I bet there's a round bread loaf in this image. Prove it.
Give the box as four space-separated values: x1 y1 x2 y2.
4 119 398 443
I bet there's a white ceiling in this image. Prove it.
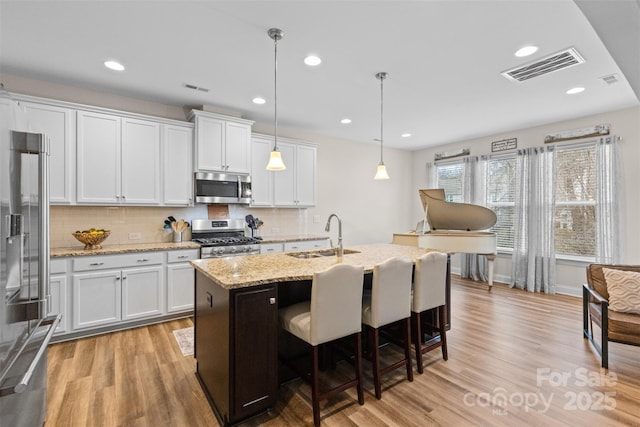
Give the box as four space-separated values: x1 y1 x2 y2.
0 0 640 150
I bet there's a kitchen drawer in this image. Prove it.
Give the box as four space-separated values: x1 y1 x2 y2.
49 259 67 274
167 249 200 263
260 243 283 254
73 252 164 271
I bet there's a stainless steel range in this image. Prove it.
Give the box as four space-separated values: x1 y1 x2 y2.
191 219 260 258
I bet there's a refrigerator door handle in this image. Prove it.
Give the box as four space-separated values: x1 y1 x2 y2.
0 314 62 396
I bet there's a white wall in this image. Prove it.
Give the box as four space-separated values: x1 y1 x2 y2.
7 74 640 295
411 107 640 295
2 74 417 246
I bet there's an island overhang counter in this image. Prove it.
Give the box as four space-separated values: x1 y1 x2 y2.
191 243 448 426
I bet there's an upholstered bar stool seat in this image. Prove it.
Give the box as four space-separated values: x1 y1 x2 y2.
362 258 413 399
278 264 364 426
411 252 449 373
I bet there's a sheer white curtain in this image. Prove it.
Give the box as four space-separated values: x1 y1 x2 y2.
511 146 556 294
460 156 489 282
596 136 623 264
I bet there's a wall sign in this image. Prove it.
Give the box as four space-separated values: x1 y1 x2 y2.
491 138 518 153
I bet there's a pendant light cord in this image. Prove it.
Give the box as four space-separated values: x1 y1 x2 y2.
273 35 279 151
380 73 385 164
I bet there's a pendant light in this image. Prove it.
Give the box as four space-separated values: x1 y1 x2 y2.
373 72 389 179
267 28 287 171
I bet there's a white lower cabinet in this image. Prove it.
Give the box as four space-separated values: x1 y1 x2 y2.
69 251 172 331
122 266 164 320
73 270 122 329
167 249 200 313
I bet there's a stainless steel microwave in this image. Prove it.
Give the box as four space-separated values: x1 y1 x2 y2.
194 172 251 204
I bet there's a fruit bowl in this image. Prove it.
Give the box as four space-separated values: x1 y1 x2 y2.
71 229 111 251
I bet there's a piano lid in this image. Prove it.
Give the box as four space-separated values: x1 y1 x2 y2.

========================================================================

▶ Set problem
Print the data verbatim from the start through the line containing "71 229 111 251", inclusive, omitting the pictures.

▶ Completed task
I bet there's a round bread loaf in this image. Prove it.
Give the box as four space-separated values: x1 y1 x2 y2.
4 119 398 443
I bet there's a white ceiling in this image. Prove it.
Give the box as four space-separated values: x1 y1 x2 y2.
0 0 640 150
I bet there's a kitchen drawer in this image. Prove it.
Give the box as four space-separated values: x1 y1 x2 y2.
49 259 67 274
167 249 200 263
260 243 283 254
73 252 164 271
I bet there's a stainless steel range in this image. Prove it.
Give the box as four space-separated values: x1 y1 x2 y2.
191 219 260 258
I bet there's a refrigerator door handle in this image. Prove it.
Give the box as four space-separated values: x1 y1 x2 y2.
0 314 62 396
I bet there's a white wall in this image. Prove it.
Give the box as four space-separated values: x1 y1 x2 y2.
7 74 640 295
411 107 640 295
2 74 417 246
I bet there's an island overhang counter in this image. Prove it.
Give the box as four space-separated values: x1 y1 x2 y2.
191 243 448 426
I bet there's an upholstered bar stool seat in this image. Prove it.
Give the box as four space-separated values: x1 y1 x2 y2.
362 258 413 399
278 264 364 426
411 252 449 373
I bet there's a sheer white curtain in this image. Prove it.
Give the box as four space-separated values: x1 y1 x2 y2.
511 146 556 294
460 156 489 282
596 136 623 264
I bet there's a wall sign in this image. Prove it.
Give the box as four space-separated values: x1 y1 x2 y2.
491 138 518 153
I bet there's a pendant light cord in this image. Prove it.
Give the box as four space-separated values: x1 y1 x2 y2.
273 35 279 151
380 73 385 164
I bet there's a pendant light in this image. Prove it.
Give the box as four space-separated values: x1 y1 x2 y2.
373 72 389 179
267 28 287 171
I bet there's a white lower cabinet in this image. Prove it.
Give the box as four space-separated values: x1 y1 x2 y2.
69 251 172 331
122 266 164 320
73 270 122 329
167 249 200 313
I bet there's a stainless steel microwave in this image. Prove it.
Give the box as four space-separated values: x1 y1 x2 y2.
194 172 251 204
I bet there's a fruit bowl in this image. Prove it.
Give the box as four space-separated values: x1 y1 x2 y2.
71 229 111 251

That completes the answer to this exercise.